● Problem to work on:
First find the line with "Exercise. Point out the man's face" in the entries below, then set down exactly every line through the line with "Exercise. Point out the man's ear", that line included.

● Study material:
□ □ □ □ □

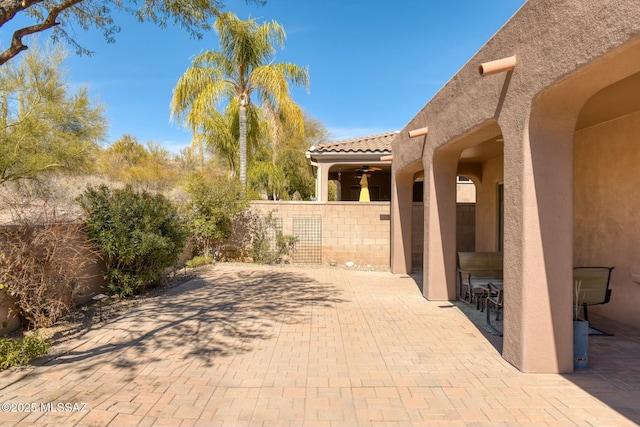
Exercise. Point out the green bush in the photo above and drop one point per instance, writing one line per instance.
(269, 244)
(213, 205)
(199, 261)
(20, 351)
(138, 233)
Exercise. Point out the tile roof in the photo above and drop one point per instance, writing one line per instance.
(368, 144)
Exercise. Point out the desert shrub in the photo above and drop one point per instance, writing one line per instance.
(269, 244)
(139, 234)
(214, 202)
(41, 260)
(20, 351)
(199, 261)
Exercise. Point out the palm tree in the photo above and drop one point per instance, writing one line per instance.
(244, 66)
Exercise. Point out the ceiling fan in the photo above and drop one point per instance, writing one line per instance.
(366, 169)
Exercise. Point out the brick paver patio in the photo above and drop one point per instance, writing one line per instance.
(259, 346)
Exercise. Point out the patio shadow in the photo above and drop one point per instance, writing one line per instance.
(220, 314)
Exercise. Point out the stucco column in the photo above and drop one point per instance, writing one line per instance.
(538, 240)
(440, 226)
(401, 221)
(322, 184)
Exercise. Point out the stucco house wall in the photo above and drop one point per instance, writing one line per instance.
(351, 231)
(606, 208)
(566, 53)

□ □ □ □ □

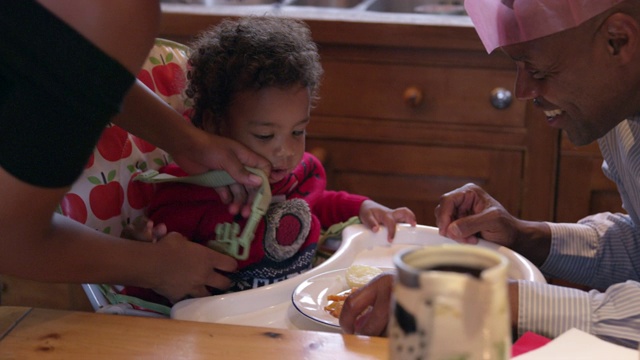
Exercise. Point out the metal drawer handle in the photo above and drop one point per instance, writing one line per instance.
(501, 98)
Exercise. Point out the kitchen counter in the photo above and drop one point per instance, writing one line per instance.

□ □ □ □ □

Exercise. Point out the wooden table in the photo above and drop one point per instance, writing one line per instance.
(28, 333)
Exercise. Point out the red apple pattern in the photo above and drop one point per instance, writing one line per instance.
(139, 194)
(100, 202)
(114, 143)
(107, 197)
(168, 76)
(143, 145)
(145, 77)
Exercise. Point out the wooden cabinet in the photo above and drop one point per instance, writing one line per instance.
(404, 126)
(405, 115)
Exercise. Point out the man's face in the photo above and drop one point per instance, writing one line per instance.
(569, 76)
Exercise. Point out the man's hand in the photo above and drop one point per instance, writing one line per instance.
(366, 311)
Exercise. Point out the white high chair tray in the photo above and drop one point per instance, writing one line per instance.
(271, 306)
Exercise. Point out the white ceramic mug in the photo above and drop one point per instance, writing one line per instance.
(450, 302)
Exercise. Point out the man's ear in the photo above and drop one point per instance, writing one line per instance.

□ □ □ □ □

● Response to the task:
Exercise. Point out the man's face in the photo above and drop one point per instance, writing one line per instance.
(569, 76)
Exercise. Point out the man's hand in the photo above and drop one point per instance, writing one line per instance.
(366, 311)
Exercise. Point out the white high chair tray in the photo above and drop one point per instance, writing one line per instance.
(271, 306)
Exercise. Point out the white ceramic mug in the photo above and drop one point per instance, writing one line per instance.
(450, 302)
Exercise. Point out the man's ear in the photo above and drop one point per instance, writing one line per instance.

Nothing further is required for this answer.